SET TASK: Quote the full listing word for word.

DATA SUPPLIED:
%%

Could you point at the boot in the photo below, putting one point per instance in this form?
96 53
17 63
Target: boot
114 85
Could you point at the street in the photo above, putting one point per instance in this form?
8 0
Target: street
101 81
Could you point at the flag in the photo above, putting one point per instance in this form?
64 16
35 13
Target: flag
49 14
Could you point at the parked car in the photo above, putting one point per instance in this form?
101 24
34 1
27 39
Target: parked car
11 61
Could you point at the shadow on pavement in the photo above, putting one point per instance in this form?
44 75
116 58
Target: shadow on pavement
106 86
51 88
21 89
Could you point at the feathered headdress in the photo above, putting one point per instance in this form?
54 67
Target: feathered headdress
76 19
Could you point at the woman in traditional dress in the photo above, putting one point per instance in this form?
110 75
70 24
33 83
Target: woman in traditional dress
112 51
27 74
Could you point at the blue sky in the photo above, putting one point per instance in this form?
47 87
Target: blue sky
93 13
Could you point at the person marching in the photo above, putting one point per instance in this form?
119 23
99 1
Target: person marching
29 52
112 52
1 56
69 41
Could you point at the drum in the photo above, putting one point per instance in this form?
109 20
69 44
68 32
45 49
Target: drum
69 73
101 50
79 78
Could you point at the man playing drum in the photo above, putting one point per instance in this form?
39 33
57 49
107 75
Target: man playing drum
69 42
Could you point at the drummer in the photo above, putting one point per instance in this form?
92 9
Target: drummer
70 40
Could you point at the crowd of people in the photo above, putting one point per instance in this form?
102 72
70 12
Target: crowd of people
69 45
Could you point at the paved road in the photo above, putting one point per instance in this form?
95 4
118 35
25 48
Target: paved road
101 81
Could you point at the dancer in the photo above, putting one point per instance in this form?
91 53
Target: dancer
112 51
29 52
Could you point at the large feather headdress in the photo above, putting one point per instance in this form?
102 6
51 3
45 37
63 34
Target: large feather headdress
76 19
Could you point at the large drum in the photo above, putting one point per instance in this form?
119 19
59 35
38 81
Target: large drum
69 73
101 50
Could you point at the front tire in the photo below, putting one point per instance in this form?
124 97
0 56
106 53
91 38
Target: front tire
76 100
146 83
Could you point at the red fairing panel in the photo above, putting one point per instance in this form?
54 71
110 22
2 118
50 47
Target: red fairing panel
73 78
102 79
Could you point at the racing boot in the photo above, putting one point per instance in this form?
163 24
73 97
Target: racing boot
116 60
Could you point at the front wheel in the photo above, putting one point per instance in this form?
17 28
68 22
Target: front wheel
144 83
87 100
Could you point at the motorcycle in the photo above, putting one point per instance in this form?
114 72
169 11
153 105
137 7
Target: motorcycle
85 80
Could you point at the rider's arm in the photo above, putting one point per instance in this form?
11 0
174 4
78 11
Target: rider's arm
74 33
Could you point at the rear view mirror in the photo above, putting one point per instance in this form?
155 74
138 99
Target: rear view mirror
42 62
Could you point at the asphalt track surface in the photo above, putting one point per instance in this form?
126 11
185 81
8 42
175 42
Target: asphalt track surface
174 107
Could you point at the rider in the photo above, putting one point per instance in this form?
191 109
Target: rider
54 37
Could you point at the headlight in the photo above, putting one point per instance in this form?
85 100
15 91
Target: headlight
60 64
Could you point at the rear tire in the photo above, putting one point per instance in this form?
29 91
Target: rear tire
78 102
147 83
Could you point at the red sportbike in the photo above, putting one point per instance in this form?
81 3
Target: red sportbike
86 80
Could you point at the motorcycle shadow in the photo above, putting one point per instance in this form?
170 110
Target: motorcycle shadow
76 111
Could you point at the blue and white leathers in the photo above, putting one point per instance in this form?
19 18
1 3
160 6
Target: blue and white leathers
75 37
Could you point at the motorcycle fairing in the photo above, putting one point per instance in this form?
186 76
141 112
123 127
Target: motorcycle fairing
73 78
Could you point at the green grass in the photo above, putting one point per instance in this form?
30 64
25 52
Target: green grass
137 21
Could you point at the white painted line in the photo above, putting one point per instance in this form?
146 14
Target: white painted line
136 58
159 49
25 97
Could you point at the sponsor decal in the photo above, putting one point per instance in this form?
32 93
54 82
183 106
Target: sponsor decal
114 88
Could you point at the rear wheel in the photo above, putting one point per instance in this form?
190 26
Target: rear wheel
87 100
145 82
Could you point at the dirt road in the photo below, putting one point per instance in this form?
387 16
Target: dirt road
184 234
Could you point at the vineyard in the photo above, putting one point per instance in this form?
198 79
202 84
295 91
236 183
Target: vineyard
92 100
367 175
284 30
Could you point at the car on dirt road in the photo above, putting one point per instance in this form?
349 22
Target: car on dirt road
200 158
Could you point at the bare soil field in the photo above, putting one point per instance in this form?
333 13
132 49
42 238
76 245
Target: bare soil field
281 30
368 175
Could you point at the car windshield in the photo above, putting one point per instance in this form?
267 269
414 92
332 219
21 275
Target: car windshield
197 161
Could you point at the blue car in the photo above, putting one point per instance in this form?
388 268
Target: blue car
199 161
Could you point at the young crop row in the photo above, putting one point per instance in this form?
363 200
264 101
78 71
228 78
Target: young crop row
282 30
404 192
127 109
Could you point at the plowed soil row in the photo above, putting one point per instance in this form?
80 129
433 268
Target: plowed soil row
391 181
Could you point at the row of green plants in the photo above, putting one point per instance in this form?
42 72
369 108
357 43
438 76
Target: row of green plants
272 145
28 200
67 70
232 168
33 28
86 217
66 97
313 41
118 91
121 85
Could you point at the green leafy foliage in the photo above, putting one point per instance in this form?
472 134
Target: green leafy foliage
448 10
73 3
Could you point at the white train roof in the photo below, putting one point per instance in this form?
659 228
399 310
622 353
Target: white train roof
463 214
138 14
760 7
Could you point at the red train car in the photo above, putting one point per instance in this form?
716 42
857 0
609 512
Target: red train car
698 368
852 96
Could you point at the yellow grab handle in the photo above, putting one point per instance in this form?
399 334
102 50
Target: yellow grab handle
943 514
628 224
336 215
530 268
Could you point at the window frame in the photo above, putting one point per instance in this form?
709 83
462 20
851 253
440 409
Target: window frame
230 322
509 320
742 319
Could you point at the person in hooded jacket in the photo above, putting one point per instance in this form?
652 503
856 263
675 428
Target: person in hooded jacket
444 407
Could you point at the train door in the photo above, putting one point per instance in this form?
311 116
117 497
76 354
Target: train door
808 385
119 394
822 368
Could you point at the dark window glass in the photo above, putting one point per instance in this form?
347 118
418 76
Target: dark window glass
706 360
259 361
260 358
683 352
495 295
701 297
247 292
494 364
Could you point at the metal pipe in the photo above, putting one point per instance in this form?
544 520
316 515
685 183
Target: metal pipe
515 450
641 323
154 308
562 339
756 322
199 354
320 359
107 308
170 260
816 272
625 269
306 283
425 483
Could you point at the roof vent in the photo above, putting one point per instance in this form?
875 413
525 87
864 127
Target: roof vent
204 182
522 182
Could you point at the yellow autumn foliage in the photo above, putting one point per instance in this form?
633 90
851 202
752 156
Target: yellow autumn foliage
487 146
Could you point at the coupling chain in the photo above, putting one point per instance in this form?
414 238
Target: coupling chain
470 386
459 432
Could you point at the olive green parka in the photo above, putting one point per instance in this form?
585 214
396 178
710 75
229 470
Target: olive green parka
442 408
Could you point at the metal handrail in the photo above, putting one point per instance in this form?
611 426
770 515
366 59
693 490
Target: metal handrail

%%

CORRECT RESPONSE:
Could you point at the boot in the photo below, putting one point per instance in this form?
96 53
17 63
Target: boot
114 85
Could you point at the street in the photo above, putting one point per instance in this form?
8 0
Target: street
101 81
Could you point at the flag in the photo above, putting one point per instance in this form?
64 16
35 13
Target: flag
49 14
Could you point at the parked car in the photo above, putting one point per instance in this form?
101 24
34 1
27 39
Target: parked car
11 61
Could you point at the shadow on pavement in the photo above, putting one point per instance in this form?
44 75
116 58
Target: shadow on pavement
106 86
51 88
21 89
Could you point at the feathered headdress in the photo above, putting one point per instance in this form?
54 67
Target: feathered headdress
76 19
Could you point at the woman in traditional dress in the photo above, putting one point per instance in this form?
110 75
70 24
33 83
Target: woman in traditional dress
112 51
27 74
Could you point at the blue sky in the photo above, putting one point per instance in this form?
47 87
Target: blue sky
93 13
Could you point at the person marching in the photo above, putting one point per instance in this form?
119 23
99 1
Target: person marching
29 52
112 52
1 56
69 41
Could you point at the drum in the photo above, putting one point per instance in this form?
109 20
69 44
68 32
45 49
Target: drum
69 73
101 50
79 78
Could you point at the man playing drum in the photo above, putting one point per instance in this form?
39 33
57 49
107 75
Target: man playing drum
69 42
Could you point at the drummer in the photo above, putting one point per instance in this form?
92 9
Target: drummer
70 40
Could you point at the crowd of people in the photo above, putting one point per instance in this form?
102 72
70 12
Target: crowd of people
69 45
Could you point at the paved road in the photo above, putting one point per instance in this form?
95 4
118 35
25 48
Target: paved road
101 81
Could you point at the dancer in the photo above, putting one point per instance in this form?
91 53
Target: dancer
112 51
29 52
Could you point at the large feather headdress in the photo above, putting one point per instance in this form?
102 6
51 3
45 37
63 34
Target: large feather headdress
76 19
Could you point at the large drum in the photo above, putting one point per instance in this form?
119 19
59 35
38 81
Target: large drum
69 73
101 50
Could you point at the front tire in the photo below, putting one point per instance in this form?
124 97
0 56
106 53
91 38
Target: front tire
76 100
146 83
Could you point at the red fairing panel in the photo above, putting one point per instance in this form?
54 71
110 22
2 118
50 47
Target: red fairing panel
73 78
102 79
Could you point at the racing boot in the photo above, putting one point per instance in this form?
163 24
73 97
Target: racing boot
116 60
Could you point at the front wheel in the photo above, putting one point per instance in this form?
17 28
68 22
Target: front wheel
144 83
87 100
Could you point at the motorcycle in the photo above, putting one point per instance in this form?
114 72
169 11
153 105
137 7
Target: motorcycle
85 80
Could you point at the rider's arm in the photo above, putting one point per instance in this form?
11 0
174 4
78 11
Target: rider's arm
74 33
Could you point at the rear view mirror in the photo above, putting one point per instance in this form?
155 74
138 99
Target: rear view mirror
42 62
Could you point at the asphalt track surface in the photo above, putting one point per instance in this form?
126 11
185 81
8 42
175 42
Target: asphalt track surface
174 107
Could you point at the rider in the photo above, putting one point per instance in this form?
191 109
Target: rider
54 37
Could you point at the headlight in the photo above, putting one point per instance in this form?
85 100
15 91
Target: headlight
60 64
Could you point at the rear tire in the photo above, putting one point per instance in this form?
29 91
Target: rear tire
78 102
147 83
Could you point at the red sportbike in the photo above, putting one point per instance in this form?
81 3
Target: red sportbike
86 80
Could you point at the motorcycle shadow in the photo above, putting one point per instance in this form?
170 110
Target: motorcycle shadow
76 111
Could you point at the blue and white leathers in the photo above, putting one point per instance in this form?
19 18
1 3
160 6
Target: blue and white leathers
75 37
Could you point at the motorcycle fairing in the photo above, putting one point per instance in this form?
186 76
141 112
123 127
Target: motorcycle fairing
73 78
Could you point at the green grass in the photo above, putting one point per instance in this form?
30 64
25 52
Target: green grass
137 21
Could you point at the white painted line in the photo above, putting one point per instance in this form?
146 14
Target: white painted line
136 58
159 49
25 97
Could you point at the sponsor decal in the photo above, putting one point per instance in this form?
32 93
54 82
183 106
Target: sponsor decal
114 88
Could you point at the rear wheel in the photo above, putting one point per instance in this form?
190 26
Target: rear wheel
87 100
145 82
Could you point at the dirt road in the photo below, putting one point per instance in this form?
387 16
Target: dirt road
184 234
Could you point at the vineyard in the photo above, putting one point per instance in this form?
198 79
202 84
295 91
236 183
Target: vineyard
92 100
367 175
284 30
Could you point at the car on dirt road in the photo above, putting one point per instance in this form?
349 22
Target: car on dirt road
200 158
Could you point at the bare soil field in the photo above, putting one point per instance in this form?
333 13
132 49
42 238
76 245
Target: bare soil field
281 30
368 175
Could you point at the car windshield in the photo above, putting one point per instance in this form?
267 269
414 92
332 219
21 275
Target: car windshield
197 161
Could you point at the blue car in the photo above, putting one point per instance in this form?
388 268
Target: blue car
199 161
Could you point at the young crop row in the photo above, putting one point per instance in this form?
363 200
264 101
78 71
228 78
Target: young crop row
282 30
404 192
127 109
Could you point at the plowed soil row in the photo above, putting one point per instance in this form?
80 129
433 268
Target: plowed soil row
391 181
Could you point at the row of green plants in the photo above, putting one point per instance in this form?
42 72
369 108
357 43
438 76
Target: row of green plants
272 145
28 200
67 70
232 168
33 28
86 217
66 97
313 41
118 91
121 85
Could you point at the green leafy foliage in the photo above, putting one point per instance in this form?
472 134
Target: green leafy foliage
448 10
73 3
Could you point at the white train roof in the photo below, putting one point per instance in this form?
659 228
399 310
622 353
Target: white train roof
463 214
138 14
760 7
Could you point at the red train car in the photo above, putting one point per instance in this form?
716 42
857 0
609 512
Target: red train car
698 368
852 96
Could you point at the yellow grab handle in the photo above, putting one point per instance in this form?
399 334
102 50
Target: yellow grab handle
943 514
628 224
336 215
530 268
Could you point at the window frame in the photo above, putting one point per instance in this form?
709 83
462 20
851 253
440 409
Target: window frame
230 322
509 320
742 319
Could you point at the person in hooded jacket in the photo above, putting one point per instance in this form?
652 503
856 263
675 428
Target: person in hooded jacket
444 407
Could you point at the train door in the photo above, putting one point per instance in this form?
311 116
117 497
76 354
Target: train door
808 385
119 394
822 368
Could you point at the dark window glass in the photo above, putting one point per instance in this form?
347 118
418 76
Target: dark window glass
706 360
259 361
260 358
683 352
495 295
701 297
247 292
494 364
Could you point at the metal pipe in the photo above, putting one point per instance in this form?
544 520
316 515
685 183
Target: metal pipe
515 450
641 323
154 308
562 339
756 322
199 354
320 359
107 308
170 260
816 272
625 269
306 283
425 483
Could you point at the roof vent in the photo above, putting one point per instance in this form?
875 413
525 87
864 127
Target: roof vent
204 182
522 182
Could you point at the yellow autumn foliage in the photo above, putting one point per instance in this form?
633 90
851 202
752 156
Target: yellow autumn foliage
487 146
Could you point at the coupling chain in the photo above, putting one point per instance in this form?
414 238
Target: coupling chain
470 386
459 432
Could you point at the olive green parka in the photo above, putting one point per instance in this form?
585 214
396 178
710 75
229 470
Target: olive green parka
442 408
Could you point at the metal handrail in the photo above, putting one point per instance in this form?
611 426
770 515
366 59
693 490
Target: metal handrail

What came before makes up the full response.